__INSTRUÇÃO DA TAREFA__
Transcreva palavra por palavra, do início ao fim, o texto fornecido abaixo.
===== TEXTO FORNECIDO =====
1. [Física] Medida da desordem de um sistema. 
2. [Física] Medida da quantidade de energia que não é convertida em trabalho mecânico.
3. Desordem ou imprevisibilidade.

“entropia”, in Dicionário Priberam da Língua Portuguesa [em linha], 2008-2021, https://dicionario.priberam.org/entropia [consultado em 28-12-2022].

No ir e vir do tempo, vi pessoas indo e vindo com o engajamento em seus projetos artísticos. A mesma história se repete: o trabalho, começado com enorme potência, perde a força no derramar das demandas, esvaziando de significado a concretização do projeto. Os motivos, pessoais e específicos, são variados; mas a fonte deles permanece a mesma: há um contínuo descrédito na realização de projetos artísticos dentro da nossa sociedade, como se criar fosse mais um hobby do que um trabalho.

Quem acompanha o Lambrequim há algum tempo sabe que esse é um dos assuntos que mais me incomoda e mais me faz questinonar: a valoração da Escrita Criativa como profissão

Nessas semanas de Natal e Ano Novo sempre me pego pensando nos planos para o próximo ano. Em 2022, muitos ciclos se fecharam por aqui, e agora tenho um caminho livre pela frente, um caminho que aos poucos vou decidindo como trilhar. Apesar das possíveis rotas, tudo é novidade nesse caminho que me encara. 

Momentos chave como o que estou passando são perfeitos para abraçarmos de vez alguma parte de nós e nos dedicarmos inteiramente a ela. No meu caso específico, posso dizer que me livrei de um “problema de estimação”, desses que se arrastam pela vida inteira, e agora estou livre para ser a pessoa-artista que eu sempre quis.

Será que estou mesmo?

Uma vitória dos conflitos internos não elimina toda e qualquer barreira externa. E, apesar dos desafios serem necessários para o crescimento de qualquer pessoa-artista, os que enfrentamos nos últimos anos por pouco não se transformaram em muros intransponíveis.
===== LINHAS EXIBIDAS =====
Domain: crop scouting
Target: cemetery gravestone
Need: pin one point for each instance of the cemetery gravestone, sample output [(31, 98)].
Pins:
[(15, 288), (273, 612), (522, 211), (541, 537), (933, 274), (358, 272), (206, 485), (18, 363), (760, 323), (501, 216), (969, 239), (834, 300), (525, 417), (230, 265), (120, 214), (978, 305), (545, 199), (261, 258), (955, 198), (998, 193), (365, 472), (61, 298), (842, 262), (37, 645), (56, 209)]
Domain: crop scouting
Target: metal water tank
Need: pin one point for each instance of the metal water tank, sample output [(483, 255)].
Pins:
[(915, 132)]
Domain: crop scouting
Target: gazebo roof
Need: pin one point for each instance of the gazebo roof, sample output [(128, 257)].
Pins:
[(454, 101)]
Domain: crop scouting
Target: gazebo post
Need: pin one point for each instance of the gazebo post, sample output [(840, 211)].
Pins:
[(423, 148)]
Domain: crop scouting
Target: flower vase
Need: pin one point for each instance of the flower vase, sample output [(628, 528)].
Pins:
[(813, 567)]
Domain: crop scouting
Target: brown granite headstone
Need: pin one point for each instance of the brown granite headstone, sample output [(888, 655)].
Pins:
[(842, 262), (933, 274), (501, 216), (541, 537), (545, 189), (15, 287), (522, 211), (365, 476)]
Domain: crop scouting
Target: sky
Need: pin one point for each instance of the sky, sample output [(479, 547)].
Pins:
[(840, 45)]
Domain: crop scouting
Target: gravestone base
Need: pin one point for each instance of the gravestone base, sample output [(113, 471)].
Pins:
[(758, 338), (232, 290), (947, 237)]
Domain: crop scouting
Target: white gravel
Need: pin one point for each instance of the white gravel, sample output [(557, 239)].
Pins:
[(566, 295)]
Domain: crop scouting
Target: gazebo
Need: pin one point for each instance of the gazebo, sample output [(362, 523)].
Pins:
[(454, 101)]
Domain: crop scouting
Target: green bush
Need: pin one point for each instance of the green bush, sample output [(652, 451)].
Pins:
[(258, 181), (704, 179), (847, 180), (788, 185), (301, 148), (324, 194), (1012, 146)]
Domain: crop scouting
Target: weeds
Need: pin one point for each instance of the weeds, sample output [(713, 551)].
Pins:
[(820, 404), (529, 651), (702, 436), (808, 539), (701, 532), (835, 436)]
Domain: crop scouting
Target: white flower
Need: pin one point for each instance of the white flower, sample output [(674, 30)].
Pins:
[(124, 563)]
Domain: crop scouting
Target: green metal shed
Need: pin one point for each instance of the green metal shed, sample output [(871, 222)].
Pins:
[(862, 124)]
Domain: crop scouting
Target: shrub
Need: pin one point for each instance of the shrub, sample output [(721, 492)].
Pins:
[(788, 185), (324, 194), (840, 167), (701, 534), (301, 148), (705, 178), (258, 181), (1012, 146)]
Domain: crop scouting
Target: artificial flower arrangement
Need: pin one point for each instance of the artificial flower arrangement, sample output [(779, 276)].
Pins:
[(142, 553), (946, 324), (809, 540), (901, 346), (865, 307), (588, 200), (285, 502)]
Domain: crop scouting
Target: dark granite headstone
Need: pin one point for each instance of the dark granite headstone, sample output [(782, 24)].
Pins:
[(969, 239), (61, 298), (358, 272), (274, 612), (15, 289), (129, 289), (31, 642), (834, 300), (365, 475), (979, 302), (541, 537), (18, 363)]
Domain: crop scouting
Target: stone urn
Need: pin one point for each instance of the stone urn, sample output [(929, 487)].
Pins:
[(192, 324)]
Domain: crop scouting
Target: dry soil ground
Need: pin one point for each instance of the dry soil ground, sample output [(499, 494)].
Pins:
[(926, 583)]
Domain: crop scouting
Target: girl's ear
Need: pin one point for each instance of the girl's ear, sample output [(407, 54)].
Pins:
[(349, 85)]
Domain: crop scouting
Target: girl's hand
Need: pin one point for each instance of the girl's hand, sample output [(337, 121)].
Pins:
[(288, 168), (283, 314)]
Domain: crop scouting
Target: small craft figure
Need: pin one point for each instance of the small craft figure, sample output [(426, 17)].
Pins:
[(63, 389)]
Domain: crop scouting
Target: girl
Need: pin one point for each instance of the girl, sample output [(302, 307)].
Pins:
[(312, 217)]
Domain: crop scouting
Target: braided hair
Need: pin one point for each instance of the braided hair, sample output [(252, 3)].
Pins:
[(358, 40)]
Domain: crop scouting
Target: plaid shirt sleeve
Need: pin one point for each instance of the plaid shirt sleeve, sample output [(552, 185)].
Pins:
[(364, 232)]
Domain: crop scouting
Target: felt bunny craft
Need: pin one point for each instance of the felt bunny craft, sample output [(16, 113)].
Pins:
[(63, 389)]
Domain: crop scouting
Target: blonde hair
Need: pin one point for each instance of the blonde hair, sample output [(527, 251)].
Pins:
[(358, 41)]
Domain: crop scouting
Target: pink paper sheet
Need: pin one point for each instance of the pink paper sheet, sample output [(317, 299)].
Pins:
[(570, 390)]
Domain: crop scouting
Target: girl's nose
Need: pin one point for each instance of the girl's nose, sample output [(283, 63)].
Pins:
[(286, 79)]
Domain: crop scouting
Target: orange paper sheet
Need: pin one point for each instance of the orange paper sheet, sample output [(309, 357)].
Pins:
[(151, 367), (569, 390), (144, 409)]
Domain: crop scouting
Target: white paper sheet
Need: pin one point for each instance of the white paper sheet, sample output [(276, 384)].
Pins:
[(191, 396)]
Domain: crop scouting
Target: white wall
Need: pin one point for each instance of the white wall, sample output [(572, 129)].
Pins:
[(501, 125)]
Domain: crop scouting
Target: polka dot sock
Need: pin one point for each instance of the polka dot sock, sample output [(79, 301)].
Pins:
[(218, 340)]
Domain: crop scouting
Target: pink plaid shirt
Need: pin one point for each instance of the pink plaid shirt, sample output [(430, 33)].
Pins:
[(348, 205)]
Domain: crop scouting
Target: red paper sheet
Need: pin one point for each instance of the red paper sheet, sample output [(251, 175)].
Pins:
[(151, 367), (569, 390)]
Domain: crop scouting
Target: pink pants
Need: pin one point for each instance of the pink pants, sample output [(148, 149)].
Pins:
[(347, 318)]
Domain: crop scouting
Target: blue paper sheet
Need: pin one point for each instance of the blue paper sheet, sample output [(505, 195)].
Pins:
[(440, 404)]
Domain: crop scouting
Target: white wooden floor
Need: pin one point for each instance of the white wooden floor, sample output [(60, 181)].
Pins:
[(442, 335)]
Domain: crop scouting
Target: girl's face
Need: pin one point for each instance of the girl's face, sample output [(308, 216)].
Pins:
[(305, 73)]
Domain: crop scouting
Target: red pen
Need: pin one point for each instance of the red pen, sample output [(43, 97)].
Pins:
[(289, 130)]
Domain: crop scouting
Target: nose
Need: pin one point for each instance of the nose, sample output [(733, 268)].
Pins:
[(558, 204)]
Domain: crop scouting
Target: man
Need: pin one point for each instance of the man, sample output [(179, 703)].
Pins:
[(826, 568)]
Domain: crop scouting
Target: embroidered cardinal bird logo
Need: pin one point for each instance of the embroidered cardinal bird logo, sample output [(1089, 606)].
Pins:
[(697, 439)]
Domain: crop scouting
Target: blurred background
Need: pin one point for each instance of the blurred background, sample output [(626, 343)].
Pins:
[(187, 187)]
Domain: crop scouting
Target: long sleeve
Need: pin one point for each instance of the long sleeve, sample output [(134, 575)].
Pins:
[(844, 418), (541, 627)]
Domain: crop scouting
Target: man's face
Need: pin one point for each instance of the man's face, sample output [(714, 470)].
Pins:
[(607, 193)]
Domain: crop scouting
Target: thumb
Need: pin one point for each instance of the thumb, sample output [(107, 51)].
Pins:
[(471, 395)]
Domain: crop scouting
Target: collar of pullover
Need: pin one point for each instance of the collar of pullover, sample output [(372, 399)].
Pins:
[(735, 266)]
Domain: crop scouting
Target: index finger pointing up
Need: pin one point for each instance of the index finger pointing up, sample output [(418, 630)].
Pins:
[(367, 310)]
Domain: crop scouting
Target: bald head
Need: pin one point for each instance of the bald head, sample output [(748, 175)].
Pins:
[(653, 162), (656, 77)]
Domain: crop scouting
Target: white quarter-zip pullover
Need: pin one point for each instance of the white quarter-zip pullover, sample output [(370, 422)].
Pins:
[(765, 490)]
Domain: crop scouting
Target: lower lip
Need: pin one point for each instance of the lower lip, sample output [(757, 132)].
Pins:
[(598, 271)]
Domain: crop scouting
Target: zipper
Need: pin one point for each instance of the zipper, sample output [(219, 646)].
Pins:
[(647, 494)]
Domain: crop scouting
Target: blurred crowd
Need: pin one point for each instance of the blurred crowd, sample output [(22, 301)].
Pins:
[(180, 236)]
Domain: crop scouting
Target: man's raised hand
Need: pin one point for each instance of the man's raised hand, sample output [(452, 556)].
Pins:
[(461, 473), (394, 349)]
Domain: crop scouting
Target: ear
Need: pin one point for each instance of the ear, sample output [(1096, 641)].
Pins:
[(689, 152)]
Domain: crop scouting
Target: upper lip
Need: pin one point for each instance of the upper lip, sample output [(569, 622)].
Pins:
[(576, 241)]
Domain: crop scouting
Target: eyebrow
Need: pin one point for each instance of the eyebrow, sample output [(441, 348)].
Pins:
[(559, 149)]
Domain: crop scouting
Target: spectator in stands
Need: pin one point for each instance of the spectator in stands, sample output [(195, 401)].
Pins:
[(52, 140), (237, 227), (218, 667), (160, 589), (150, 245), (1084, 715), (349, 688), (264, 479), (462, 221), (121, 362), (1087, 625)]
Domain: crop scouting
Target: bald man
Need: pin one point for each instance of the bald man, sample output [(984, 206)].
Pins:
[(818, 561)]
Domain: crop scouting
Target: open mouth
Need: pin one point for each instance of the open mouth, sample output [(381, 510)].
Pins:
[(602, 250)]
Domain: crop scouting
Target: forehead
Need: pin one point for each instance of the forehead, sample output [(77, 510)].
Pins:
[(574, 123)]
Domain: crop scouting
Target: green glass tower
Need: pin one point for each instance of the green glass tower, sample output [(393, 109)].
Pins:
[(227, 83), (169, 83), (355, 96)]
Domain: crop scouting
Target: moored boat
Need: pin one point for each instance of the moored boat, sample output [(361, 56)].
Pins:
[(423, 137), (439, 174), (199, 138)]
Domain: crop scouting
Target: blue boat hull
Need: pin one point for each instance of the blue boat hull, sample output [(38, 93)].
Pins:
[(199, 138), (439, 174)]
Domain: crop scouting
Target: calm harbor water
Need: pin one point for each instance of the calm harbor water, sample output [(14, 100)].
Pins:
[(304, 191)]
=====
__RESPOSTA REDIGIDA__
1. [Física] Medida da desordem de um sistema. 
2. [Física] Medida da quantidade de energia que não é convertida em trabalho mecânico.
3. Desordem ou imprevisibilidade.

“entropia”, in Dicionário Priberam da Língua Portuguesa [em linha], 2008-2021, https://dicionario.priberam.org/entropia [consultado em 28-12-2022].

No ir e vir do tempo, vi pessoas indo e vindo com o engajamento em seus projetos artísticos. A mesma história se repete: o trabalho, começado com enorme potência, perde a força no derramar das demandas, esvaziando de significado a concretização do projeto. Os motivos, pessoais e específicos, são variados; mas a fonte deles permanece a mesma: há um contínuo descrédito na realização de projetos artísticos dentro da nossa sociedade, como se criar fosse mais um hobby do que um trabalho.

Quem acompanha o Lambrequim há algum tempo sabe que esse é um dos assuntos que mais me incomoda e mais me faz questinonar: a valoração da Escrita Criativa como profissão

Nessas semanas de Natal e Ano Novo sempre me pego pensando nos planos para o próximo ano. Em 2022, muitos ciclos se fecharam por aqui, e agora tenho um caminho livre pela frente, um caminho que aos poucos vou decidindo como trilhar. Apesar das possíveis rotas, tudo é novidade nesse caminho que me encara. 

Momentos chave como o que estou passando são perfeitos para abraçarmos de vez alguma parte de nós e nos dedicarmos inteiramente a ela. No meu caso específico, posso dizer que me livrei de um “problema de estimação”, desses que se arrastam pela vida inteira, e agora estou livre para ser a pessoa-artista que eu sempre quis.

Será que estou mesmo?

Uma vitória dos conflitos internos não elimina toda e qualquer barreira externa. E, apesar dos desafios serem necessários para o crescimento de qualquer pessoa-artista, os que enfrentamos nos últimos anos por pouco não se transformaram em muros intransponíveis.